• Instructions for the task:
List every line in the records below that contains the string "marks".

Part of a data file
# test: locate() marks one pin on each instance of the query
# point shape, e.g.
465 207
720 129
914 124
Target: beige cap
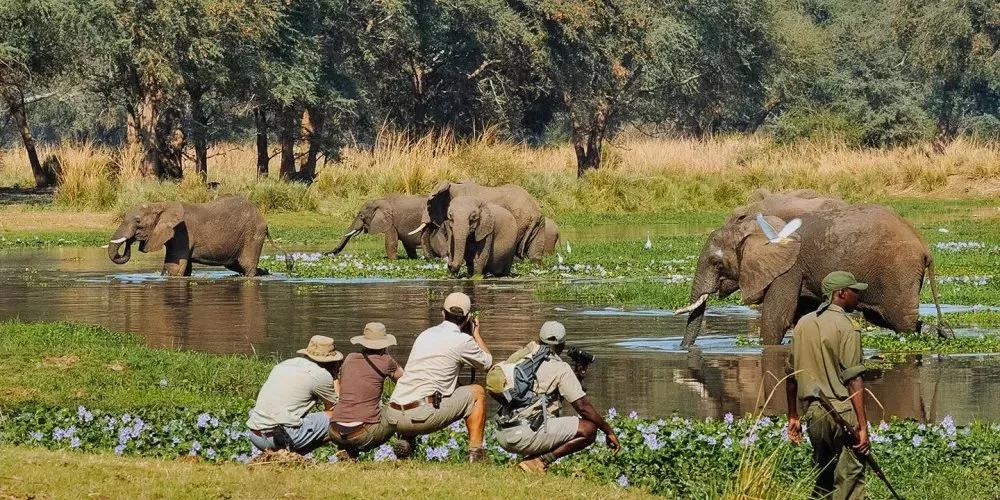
458 303
374 337
552 333
321 350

• Full response:
# test: locate() marks one pin on each instance of the query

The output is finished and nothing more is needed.